EXERCISE: For every entry, output the exact wording.

THE INPUT:
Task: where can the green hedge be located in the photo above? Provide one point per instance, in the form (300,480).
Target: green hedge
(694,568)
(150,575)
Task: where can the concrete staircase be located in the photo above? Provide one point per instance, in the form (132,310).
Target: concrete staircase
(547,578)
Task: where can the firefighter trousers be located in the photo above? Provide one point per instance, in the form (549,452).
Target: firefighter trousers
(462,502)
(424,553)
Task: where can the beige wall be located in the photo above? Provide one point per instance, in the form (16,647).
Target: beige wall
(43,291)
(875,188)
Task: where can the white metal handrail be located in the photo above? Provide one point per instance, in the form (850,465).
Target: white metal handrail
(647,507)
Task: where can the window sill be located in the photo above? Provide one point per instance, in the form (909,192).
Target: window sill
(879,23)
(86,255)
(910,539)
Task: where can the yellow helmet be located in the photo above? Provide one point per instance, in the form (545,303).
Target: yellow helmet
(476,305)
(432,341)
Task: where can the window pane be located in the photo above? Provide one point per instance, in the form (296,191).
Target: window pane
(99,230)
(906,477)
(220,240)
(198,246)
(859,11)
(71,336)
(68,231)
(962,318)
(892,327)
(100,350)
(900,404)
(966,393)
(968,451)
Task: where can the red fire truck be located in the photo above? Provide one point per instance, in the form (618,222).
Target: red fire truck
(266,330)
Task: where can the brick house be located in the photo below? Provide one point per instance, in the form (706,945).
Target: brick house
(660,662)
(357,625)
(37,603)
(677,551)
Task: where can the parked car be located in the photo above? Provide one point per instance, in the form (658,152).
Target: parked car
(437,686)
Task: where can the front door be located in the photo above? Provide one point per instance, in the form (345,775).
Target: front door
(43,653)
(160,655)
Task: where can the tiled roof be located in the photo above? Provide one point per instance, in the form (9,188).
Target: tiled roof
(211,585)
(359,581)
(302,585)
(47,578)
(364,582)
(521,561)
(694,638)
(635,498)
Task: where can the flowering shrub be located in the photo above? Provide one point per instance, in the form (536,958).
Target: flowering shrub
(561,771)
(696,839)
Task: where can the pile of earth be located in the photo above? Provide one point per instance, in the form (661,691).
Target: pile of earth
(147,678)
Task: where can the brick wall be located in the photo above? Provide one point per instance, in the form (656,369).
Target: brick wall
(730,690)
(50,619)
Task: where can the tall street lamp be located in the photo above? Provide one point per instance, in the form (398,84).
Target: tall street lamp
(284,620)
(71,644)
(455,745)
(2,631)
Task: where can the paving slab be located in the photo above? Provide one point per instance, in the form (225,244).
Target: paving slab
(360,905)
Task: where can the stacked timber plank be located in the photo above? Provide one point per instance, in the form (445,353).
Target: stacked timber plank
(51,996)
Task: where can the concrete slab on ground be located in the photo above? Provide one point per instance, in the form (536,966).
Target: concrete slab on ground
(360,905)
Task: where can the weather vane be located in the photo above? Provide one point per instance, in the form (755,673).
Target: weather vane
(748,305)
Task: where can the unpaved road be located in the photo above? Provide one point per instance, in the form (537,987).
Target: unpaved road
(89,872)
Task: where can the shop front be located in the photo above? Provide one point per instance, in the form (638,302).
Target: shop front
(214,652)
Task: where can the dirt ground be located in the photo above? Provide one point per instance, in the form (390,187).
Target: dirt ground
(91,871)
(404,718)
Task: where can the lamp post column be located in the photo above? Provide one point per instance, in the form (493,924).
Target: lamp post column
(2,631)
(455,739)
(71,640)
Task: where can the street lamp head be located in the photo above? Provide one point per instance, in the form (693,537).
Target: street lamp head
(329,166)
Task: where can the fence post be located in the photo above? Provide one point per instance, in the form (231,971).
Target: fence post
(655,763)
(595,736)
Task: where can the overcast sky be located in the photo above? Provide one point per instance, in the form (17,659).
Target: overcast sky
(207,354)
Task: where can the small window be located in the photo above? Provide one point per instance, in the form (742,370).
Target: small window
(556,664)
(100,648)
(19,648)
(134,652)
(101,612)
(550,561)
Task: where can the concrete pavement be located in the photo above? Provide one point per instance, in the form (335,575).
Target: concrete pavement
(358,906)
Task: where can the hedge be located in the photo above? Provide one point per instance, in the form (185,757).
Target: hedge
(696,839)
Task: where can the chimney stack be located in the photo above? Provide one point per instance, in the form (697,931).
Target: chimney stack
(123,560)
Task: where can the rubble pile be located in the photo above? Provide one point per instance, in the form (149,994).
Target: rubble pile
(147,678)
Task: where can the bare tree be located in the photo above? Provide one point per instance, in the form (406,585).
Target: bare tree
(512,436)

REPLY TO THE EXERCISE:
Task: where can the green hedge be located in the photo above? Provide one point per instance, in the form (300,480).
Target: green hedge
(694,568)
(150,575)
Task: where can the concrete staircase be located in the photo above? Provide one point per instance, in the form (132,310).
Target: concrete staircase
(547,578)
Task: where can the firefighter trousers be located in the photo above? Provide one point per instance, in the form (549,452).
Target: firefighter trousers
(462,502)
(424,553)
Task: where can the beige wall be located in the photo above? Provide one point per instance, in the form (16,647).
Target: beige wall
(43,291)
(875,188)
Task: where can the white metal handrail be located in the photo above? Provide one point per instance, in the form (850,465).
Target: white metal handrail
(647,507)
Task: where can the window sill be located in the photo above? Provide one point per instance, in the form (909,192).
Target: window sill
(879,23)
(86,255)
(910,539)
Task: where can the yellow helmet be located in the photo above? Provide one point per instance, in the form (545,303).
Target: yellow helmet
(476,305)
(432,341)
Task: where can the window pane be located in the photo above? Provide one point per instance, in the form (296,191).
Target: window pane
(99,230)
(906,477)
(220,240)
(198,246)
(859,11)
(71,336)
(68,231)
(962,318)
(892,327)
(100,350)
(900,404)
(966,393)
(968,451)
Task: where can the red fire truck be located in the photo above? Provide one point per instance, in the form (618,222).
Target: red fire truck
(266,330)
Task: where can the brick house be located in the photo below? Provide one point per instance, in the form (706,945).
Target: brick house
(660,662)
(357,625)
(37,603)
(677,551)
Task: where can the parked car be located in the photo above? Provide one point per instance, in the form (658,152).
Target: parked car
(437,686)
Task: where can the front door be located in the photo above? Provide one point per instance, in the form (345,775).
Target: front door
(43,653)
(160,655)
Task: where can the tiled roof be located in the photo above? Provide one point per instance, in the form (9,188).
Target: tiled roof
(211,585)
(359,581)
(302,585)
(47,578)
(364,582)
(521,561)
(694,638)
(635,498)
Task: where can the flowering shrub be located in the photo above? Provide one point per instance, in the form (536,958).
Target: flowering shrub
(561,771)
(696,839)
Task: where can the pile of earth be located in the photo above? Provide one point per instance, in the form (661,691).
Target: pile of earth
(147,678)
Task: where can the brick wall be located in the photo above? Provide one point per instance, in the form (656,369).
Target: brick wall
(730,690)
(50,619)
Task: where can the tall street lamp be located in the photo above? Provide one point per instance, in the form (398,84).
Target: tall street lamp
(284,620)
(71,644)
(455,745)
(2,631)
Task: where can the paving slab be located in the photo above? Provide one point per instance, in the form (225,244).
Target: paving slab
(360,905)
Task: where can the stacked timber plank be located in the photo above? Provide one point per instance, in the form (445,353).
Target: stacked timber plank
(51,996)
Task: where can the concrete slab on ground be located in the photo above? Provide one point per instance, in the form (536,966).
Target: concrete slab on ground
(360,905)
Task: where can the weather vane be located in the photo above? Provide one point per instance, in the form (755,673).
Target: weather vane
(748,305)
Task: where can the unpaved road be located in the photo above? Provide one point per instance, in the form (537,987).
Target: unpaved road
(89,872)
Task: where can the shop front be located in the photo above? Provide one point per instance, in the form (638,302).
Target: shop front
(214,652)
Task: where can the dirt ground be located in the photo above? Provide one point per instance, in the form (390,187).
Target: dirt ground
(91,871)
(404,718)
Task: where can the lamp post column be located in the photo above? Provide one point per instance, in the form (493,924).
Target: lamp post column
(2,631)
(455,739)
(71,640)
Task: where can the street lamp head be located in the photo above? Provide one point per instance, in the form (693,537).
Target: street lamp head
(329,166)
Task: where can the fence post be located in the photo above? Provide one point per instance, in the form (231,971).
Target: fence post
(655,763)
(595,736)
Task: where can the overcast sky be located in the photo above? Provide one point per instance, in the form (17,659).
Target: overcast sky
(207,354)
Task: where can the small window be located in the photo above? Provide one point per instance, in the form (742,370).
Target: small window
(556,664)
(100,648)
(19,648)
(134,652)
(101,612)
(550,561)
Task: where can the concrete pavement be located in the photo above? Provide one point per instance, in the form (335,575).
Target: concrete pavement
(358,906)
Task: where can the hedge be located in the photo above? Provide one point per instance, in the form (185,757).
Target: hedge
(696,839)
Task: where can the chimney stack be located in the photo above? Provide one point per instance, in the form (697,931).
Target: chimney stack
(123,560)
Task: where can the rubble pile be located in the photo above? Provide one point per instance, in the form (149,994).
Target: rubble pile
(147,678)
Task: where can the bare tree be located in the photo above? Provide one point per instance, in the form (406,585).
Target: bare tree
(512,436)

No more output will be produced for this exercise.